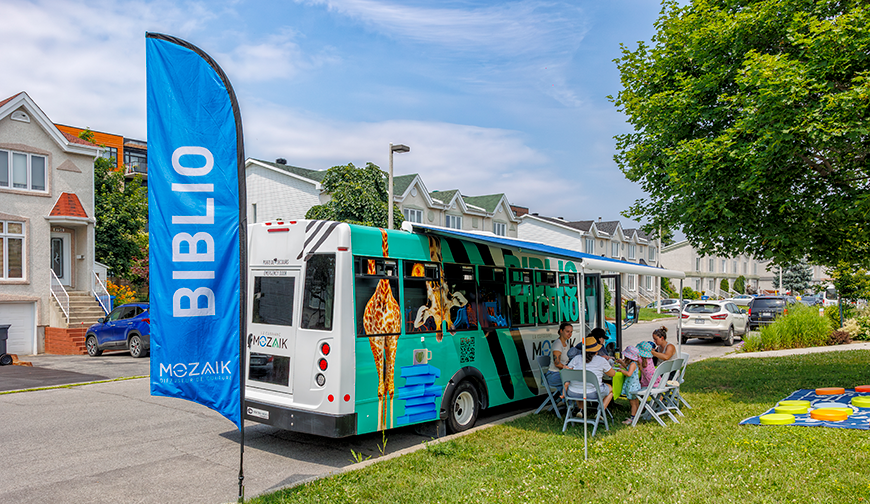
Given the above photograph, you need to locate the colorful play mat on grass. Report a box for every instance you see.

::::::::

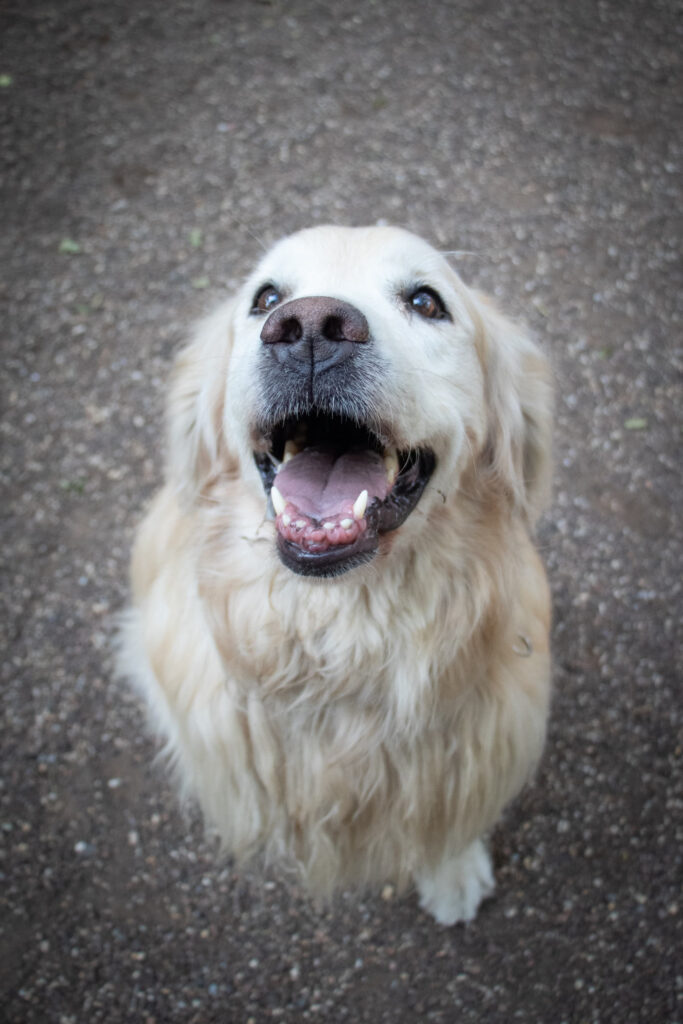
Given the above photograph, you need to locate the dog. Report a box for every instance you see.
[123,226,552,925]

::::::::

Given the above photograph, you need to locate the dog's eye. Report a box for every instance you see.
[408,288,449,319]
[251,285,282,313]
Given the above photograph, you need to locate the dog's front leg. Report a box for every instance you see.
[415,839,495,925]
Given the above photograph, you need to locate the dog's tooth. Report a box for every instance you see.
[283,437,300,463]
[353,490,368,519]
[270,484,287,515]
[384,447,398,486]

::::::::

• [GIVEN TASK]:
Pick out every line in the items above that contains the word "grass", and copy each one in full.

• [TASK OUTPUT]:
Given the above photograph, you need to locate the colorful play mat on grass. Report a box for every instance you see.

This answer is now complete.